_THE PROBLEM:_
Copy the opening lines of the listing exactly, through and including the line with "Query: embroidered patch on shirt"; do not copy any pictures.
*** Begin section ***
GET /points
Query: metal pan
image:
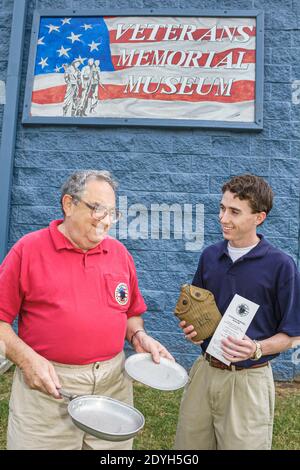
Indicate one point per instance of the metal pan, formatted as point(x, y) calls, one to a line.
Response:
point(104, 417)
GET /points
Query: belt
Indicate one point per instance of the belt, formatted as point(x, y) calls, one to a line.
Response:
point(213, 362)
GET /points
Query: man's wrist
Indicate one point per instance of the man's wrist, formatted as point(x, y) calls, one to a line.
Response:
point(134, 335)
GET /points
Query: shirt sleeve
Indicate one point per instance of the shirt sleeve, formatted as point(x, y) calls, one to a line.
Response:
point(10, 289)
point(288, 296)
point(197, 279)
point(137, 304)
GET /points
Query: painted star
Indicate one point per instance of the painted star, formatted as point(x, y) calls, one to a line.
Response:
point(66, 21)
point(87, 26)
point(81, 59)
point(43, 62)
point(74, 37)
point(62, 51)
point(94, 46)
point(52, 28)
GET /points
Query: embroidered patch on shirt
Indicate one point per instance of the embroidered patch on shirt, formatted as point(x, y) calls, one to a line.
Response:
point(121, 293)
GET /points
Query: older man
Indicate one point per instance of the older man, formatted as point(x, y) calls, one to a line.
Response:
point(76, 292)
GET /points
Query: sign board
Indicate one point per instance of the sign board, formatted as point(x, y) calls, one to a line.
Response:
point(166, 70)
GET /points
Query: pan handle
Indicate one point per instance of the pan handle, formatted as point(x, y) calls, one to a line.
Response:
point(66, 395)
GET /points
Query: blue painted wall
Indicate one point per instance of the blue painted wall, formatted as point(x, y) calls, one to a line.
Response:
point(171, 165)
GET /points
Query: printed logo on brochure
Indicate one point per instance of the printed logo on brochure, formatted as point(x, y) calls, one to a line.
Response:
point(242, 310)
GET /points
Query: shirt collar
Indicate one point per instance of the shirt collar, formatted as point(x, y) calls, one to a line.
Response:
point(62, 243)
point(257, 252)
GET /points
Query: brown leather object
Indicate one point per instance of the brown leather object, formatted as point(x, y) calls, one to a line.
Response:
point(213, 362)
point(197, 307)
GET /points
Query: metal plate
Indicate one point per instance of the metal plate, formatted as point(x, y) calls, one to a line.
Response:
point(167, 375)
point(106, 418)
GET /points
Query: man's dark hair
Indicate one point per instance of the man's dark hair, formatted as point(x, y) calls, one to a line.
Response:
point(253, 189)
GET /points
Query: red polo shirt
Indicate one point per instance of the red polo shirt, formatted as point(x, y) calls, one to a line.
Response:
point(73, 306)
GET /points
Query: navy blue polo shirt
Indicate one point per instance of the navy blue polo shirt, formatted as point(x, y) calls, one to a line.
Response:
point(266, 276)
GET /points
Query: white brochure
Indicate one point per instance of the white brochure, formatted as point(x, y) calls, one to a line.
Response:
point(235, 323)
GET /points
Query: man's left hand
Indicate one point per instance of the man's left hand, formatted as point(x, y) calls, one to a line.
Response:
point(145, 343)
point(236, 350)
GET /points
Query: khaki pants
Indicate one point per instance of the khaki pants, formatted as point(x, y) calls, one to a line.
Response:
point(226, 410)
point(40, 422)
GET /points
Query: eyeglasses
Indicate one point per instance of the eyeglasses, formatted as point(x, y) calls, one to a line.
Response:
point(99, 212)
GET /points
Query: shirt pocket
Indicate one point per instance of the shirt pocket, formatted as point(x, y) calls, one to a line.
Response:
point(117, 291)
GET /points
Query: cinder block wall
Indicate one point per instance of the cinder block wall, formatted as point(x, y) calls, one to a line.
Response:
point(155, 165)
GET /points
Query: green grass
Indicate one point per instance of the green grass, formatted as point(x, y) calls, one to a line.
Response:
point(161, 411)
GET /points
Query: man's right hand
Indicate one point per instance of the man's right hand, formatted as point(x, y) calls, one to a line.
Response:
point(39, 374)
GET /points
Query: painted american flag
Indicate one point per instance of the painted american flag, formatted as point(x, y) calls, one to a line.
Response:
point(146, 67)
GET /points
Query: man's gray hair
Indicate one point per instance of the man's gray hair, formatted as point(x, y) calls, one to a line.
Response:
point(76, 183)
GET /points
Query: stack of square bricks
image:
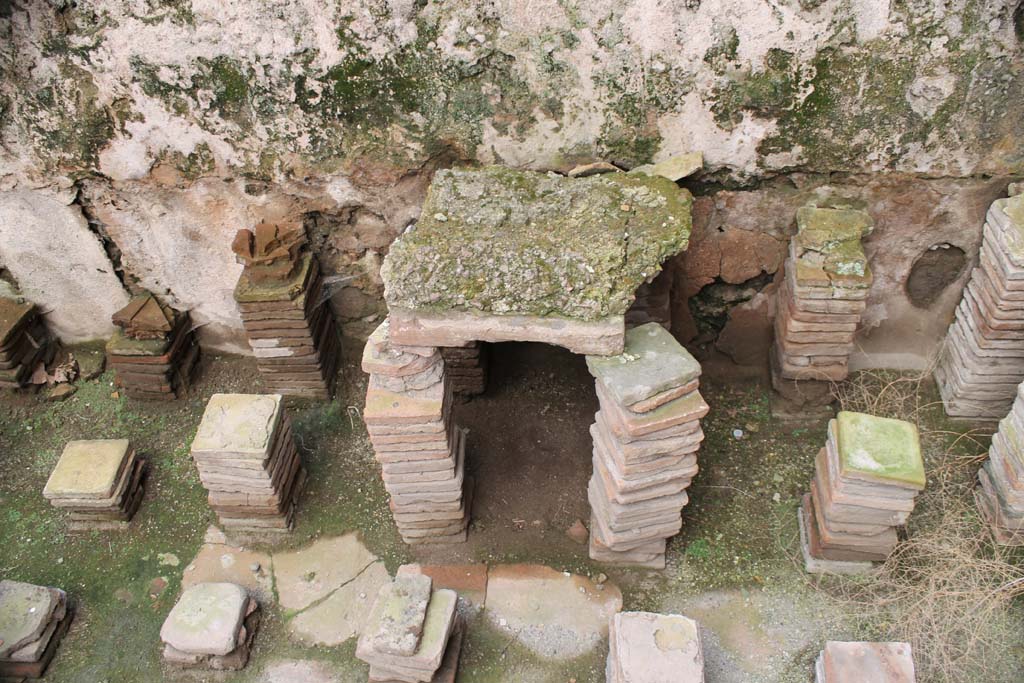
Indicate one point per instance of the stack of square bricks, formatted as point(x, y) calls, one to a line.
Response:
point(154, 351)
point(24, 341)
point(864, 663)
point(822, 295)
point(466, 368)
point(33, 621)
point(290, 326)
point(248, 462)
point(646, 436)
point(1000, 492)
point(413, 633)
point(99, 482)
point(864, 485)
point(982, 360)
point(421, 451)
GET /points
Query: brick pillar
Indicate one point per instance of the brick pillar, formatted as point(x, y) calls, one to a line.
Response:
point(247, 460)
point(982, 360)
point(820, 301)
point(422, 453)
point(865, 481)
point(291, 327)
point(1000, 489)
point(646, 436)
point(467, 368)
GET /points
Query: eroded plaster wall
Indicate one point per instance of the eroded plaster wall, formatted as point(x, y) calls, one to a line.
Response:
point(152, 129)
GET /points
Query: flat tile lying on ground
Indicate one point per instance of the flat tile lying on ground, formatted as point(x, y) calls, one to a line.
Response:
point(99, 482)
point(645, 647)
point(211, 627)
point(33, 620)
point(861, 662)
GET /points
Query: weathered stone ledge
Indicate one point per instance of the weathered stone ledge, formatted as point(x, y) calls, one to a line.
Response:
point(415, 328)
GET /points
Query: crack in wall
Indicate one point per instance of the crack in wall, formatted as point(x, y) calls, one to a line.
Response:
point(97, 227)
point(317, 602)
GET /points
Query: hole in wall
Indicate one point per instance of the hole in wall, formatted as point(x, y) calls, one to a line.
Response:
point(937, 267)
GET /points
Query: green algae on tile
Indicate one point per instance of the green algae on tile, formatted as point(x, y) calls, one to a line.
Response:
point(881, 449)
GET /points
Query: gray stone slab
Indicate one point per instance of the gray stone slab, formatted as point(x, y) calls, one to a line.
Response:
point(651, 363)
point(400, 614)
point(26, 611)
point(206, 619)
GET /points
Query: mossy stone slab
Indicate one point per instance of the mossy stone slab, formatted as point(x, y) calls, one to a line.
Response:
point(829, 239)
point(521, 243)
point(25, 613)
point(651, 364)
point(206, 620)
point(437, 626)
point(881, 450)
point(400, 613)
point(88, 469)
point(240, 424)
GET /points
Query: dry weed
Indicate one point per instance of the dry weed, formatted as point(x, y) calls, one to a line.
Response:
point(948, 590)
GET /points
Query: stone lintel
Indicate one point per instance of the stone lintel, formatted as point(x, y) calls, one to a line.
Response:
point(417, 328)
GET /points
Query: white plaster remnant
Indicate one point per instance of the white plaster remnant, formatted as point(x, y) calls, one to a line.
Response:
point(59, 264)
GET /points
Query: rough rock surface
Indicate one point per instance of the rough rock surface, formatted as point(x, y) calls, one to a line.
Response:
point(58, 264)
point(161, 124)
point(514, 243)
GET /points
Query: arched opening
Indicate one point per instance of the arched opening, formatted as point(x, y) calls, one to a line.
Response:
point(528, 447)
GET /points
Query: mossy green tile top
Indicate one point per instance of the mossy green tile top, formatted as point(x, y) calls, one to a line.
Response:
point(521, 243)
point(652, 361)
point(880, 450)
point(88, 469)
point(829, 239)
point(25, 612)
point(238, 424)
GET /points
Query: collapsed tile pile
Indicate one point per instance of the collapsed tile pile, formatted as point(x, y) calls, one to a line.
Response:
point(154, 351)
point(99, 482)
point(212, 627)
point(466, 368)
point(860, 662)
point(982, 360)
point(645, 647)
point(247, 460)
point(286, 314)
point(421, 451)
point(865, 480)
point(822, 295)
point(413, 634)
point(33, 620)
point(1000, 492)
point(646, 436)
point(652, 303)
point(24, 342)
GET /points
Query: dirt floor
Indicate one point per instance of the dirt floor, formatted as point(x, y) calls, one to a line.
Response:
point(734, 566)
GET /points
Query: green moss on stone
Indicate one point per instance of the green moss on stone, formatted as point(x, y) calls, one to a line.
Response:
point(510, 242)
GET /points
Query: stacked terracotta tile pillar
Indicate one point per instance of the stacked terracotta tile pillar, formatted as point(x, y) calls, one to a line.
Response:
point(646, 436)
point(422, 453)
point(820, 301)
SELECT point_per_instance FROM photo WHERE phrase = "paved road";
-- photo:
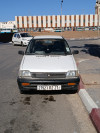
(36, 113)
(89, 66)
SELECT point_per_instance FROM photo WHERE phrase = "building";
(7, 25)
(67, 22)
(97, 7)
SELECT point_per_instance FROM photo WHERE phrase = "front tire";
(22, 44)
(13, 43)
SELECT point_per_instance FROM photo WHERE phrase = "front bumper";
(62, 82)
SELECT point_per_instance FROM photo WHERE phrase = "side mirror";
(75, 52)
(21, 52)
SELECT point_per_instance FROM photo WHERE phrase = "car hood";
(27, 38)
(52, 63)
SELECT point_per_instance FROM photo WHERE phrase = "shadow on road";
(92, 49)
(49, 92)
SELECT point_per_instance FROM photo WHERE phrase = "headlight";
(24, 73)
(72, 73)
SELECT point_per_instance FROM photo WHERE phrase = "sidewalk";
(91, 78)
(90, 90)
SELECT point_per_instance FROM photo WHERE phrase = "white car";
(21, 39)
(48, 64)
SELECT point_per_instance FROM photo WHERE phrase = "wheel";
(13, 43)
(22, 91)
(22, 44)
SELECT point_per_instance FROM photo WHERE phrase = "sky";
(11, 8)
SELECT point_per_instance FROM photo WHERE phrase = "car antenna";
(61, 16)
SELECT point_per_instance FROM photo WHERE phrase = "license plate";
(49, 87)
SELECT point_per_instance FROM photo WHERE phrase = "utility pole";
(61, 16)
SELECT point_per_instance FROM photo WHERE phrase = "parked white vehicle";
(21, 39)
(48, 64)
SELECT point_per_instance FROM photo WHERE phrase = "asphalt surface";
(37, 112)
(89, 66)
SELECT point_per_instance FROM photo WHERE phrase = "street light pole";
(61, 16)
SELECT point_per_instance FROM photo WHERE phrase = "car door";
(18, 39)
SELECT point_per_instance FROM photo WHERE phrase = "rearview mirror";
(75, 52)
(21, 52)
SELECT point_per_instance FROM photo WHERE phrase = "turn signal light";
(71, 83)
(25, 84)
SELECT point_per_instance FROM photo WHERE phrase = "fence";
(6, 37)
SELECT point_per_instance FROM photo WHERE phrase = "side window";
(15, 35)
(18, 36)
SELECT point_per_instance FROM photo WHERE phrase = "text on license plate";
(48, 87)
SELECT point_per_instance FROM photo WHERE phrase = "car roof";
(48, 37)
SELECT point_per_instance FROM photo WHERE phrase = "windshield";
(25, 35)
(48, 47)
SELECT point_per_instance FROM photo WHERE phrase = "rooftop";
(48, 37)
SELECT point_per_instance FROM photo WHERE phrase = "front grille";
(48, 75)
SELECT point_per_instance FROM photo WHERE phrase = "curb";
(78, 39)
(91, 106)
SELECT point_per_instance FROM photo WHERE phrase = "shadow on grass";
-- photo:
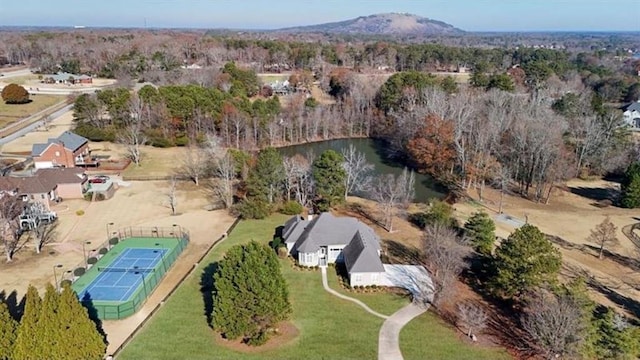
(629, 304)
(16, 308)
(207, 288)
(596, 194)
(87, 302)
(620, 259)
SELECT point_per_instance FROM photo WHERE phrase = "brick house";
(47, 186)
(67, 150)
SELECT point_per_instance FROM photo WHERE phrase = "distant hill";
(382, 24)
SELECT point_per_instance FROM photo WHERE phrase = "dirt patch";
(569, 216)
(285, 333)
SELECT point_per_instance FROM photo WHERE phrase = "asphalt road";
(35, 125)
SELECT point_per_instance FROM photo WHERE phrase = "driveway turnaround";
(411, 277)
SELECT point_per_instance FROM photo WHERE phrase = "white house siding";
(365, 279)
(308, 259)
(335, 254)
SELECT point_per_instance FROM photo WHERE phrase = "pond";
(425, 186)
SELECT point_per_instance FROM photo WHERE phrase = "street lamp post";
(55, 276)
(109, 232)
(84, 252)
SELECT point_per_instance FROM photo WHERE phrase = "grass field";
(21, 80)
(12, 113)
(155, 161)
(270, 78)
(330, 328)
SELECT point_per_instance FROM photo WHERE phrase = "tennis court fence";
(175, 231)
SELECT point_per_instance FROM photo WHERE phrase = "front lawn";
(330, 328)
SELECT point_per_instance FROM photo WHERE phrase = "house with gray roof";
(67, 78)
(328, 239)
(67, 150)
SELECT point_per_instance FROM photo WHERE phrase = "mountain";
(382, 24)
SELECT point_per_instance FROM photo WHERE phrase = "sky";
(469, 15)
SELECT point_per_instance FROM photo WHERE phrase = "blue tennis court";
(120, 280)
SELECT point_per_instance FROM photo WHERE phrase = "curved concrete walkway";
(389, 336)
(325, 284)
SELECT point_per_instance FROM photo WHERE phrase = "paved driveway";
(411, 277)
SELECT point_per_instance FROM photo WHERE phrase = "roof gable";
(67, 139)
(327, 229)
(361, 256)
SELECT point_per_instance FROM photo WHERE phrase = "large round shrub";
(291, 208)
(15, 94)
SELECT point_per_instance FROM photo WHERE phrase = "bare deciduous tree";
(172, 196)
(392, 193)
(223, 184)
(44, 232)
(298, 180)
(194, 163)
(472, 317)
(604, 234)
(358, 171)
(133, 138)
(10, 210)
(445, 256)
(555, 325)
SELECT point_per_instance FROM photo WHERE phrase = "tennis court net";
(133, 269)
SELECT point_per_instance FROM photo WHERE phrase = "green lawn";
(330, 328)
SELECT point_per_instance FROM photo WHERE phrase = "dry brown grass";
(10, 113)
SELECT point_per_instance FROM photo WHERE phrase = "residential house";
(67, 150)
(47, 186)
(71, 183)
(631, 114)
(328, 239)
(67, 78)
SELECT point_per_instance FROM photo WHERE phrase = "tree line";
(520, 276)
(57, 326)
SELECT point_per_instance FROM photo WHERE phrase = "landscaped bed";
(329, 328)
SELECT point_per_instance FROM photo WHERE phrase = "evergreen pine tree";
*** End section ***
_ANSWER SECTION:_
GET /points
Query: metal pan
image:
Indicate one point per instance of the metal pan, formatted as point(x, y) calls, one to a line.
Response:
point(104, 417)
GET /points
Query: belt
Indicate one point per instance of the belt, formatted as point(x, y) calls, one to a line.
Response:
point(213, 362)
GET /points
Query: man's wrist
Indicate one point per instance of the man's wrist, formatted as point(x, y) calls, one to a line.
Response:
point(134, 335)
GET /points
Query: shirt sleeve
Indicate one point per instance of the shirt sleeve, formatted as point(x, y) calls, one to a line.
Response:
point(10, 289)
point(288, 296)
point(197, 279)
point(137, 304)
GET /points
Query: painted star
Indicate one point per instance of the painted star, formatted as point(x, y) calls, one to a line.
Response:
point(66, 21)
point(87, 26)
point(81, 59)
point(43, 62)
point(74, 37)
point(62, 51)
point(94, 46)
point(52, 28)
GET /points
Query: embroidered patch on shirt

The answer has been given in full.